_Page text:_
***
Just because it's the emit instruction as opposed to an add or
something. Given that we're lowering that instruction, instr/intrin
and lowered works fine too. I don't care too much as long as the
aliases are gone.
>>
>> > +{
>> > + nir_builder *b = state->builder;
>> > + nir_variable *vertex_count_var = state->vertex_count;
>> > + nir_instr *instr = &intrin->instr;
>>
>> Please get rid of these last two aliases ("b" is fine). They don't make
>> things much shorter and, IMHO, they actually make readability worse because
>> there are multiple names for things.
>
> Sure.
>
>> > +
>> > + /* Load the vertex count */
>> > + b->cursor = nir_before_instr(instr);
>> > + nir_ssa_def *count = nir_load_var(b, vertex_count_var);
>> > +
>> > + nir_ssa_def *max_vertices = nir_imm_int(b,
>> b->shader->gs.vertices_out);
>> > +
>> > + /* Create: if (vertex_count < max_vertices) */
>> > + nir_if *if_stmt = nir_if_create(b->shader);
>> > + if_stmt->condition = nir_src_for_ssa(nir_ilt(b, count, max_vertices));
>> > +
>> > + /* Replace the instruction. The new if statement needs to be hooked
>> up
>> > + * to the control flow graph before we start inserting instructions
>> in it.
***
_Data shown:_
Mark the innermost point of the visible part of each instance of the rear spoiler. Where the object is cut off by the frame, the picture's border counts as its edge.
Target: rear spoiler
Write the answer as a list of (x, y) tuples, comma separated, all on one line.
***
_Task instructions:_
(1) In the code review thread, which alias does the reviewer say is fine to keep?
(2) Extend the code review thread about lowering the emit instruction, picking up after its last line.
The material plays no part in the tasks here.

_Answer set:_
(1) "b"

(2)
>> > + */
>> > + nir_builder_cf_insert(b, &if_stmt->cf_node);
>> > + nir_instr_remove(instr);
>>
>> I think we usually delete the instruction at the end. Not that it matters
>> but it does make it more clear that you don't have dangling cursor problems.
>
> Sure, that seems reasonable.
>
>> > +
>> > + /* Fill out the new then-block */
>> > + b->cursor = nir_after_cf_list(&if_stmt->then_list);
>> > +
>> > + nir_intrinsic_instr *lowered =
>> > + nir_intrinsic_instr_create(b->shader,
>> > + nir_intrinsic_emit_vertex_with_counter);
>> > + lowered->const_index[0] = intrin->const_index[0];
>> > + lowered->src[0] = nir_src_for_ssa(count);
>> > + nir_builder_instr_insert(b, &lowered->instr);
>> > +
>> > + /* Increment the vertex count by 1 */
>> > + nir_store_var(b, vertex_count_var, nir_iadd(b, count, nir_imm_int(b,
>> 1)));
>> > +}
>> > +
>> > +/**
>> > + * Replace end_primitive with end_primitive_with_counter.
>> > + */
>> > +static void
>> > +rewrite_end_primitive(nir_intrinsic_instr *intrin, struct state *state)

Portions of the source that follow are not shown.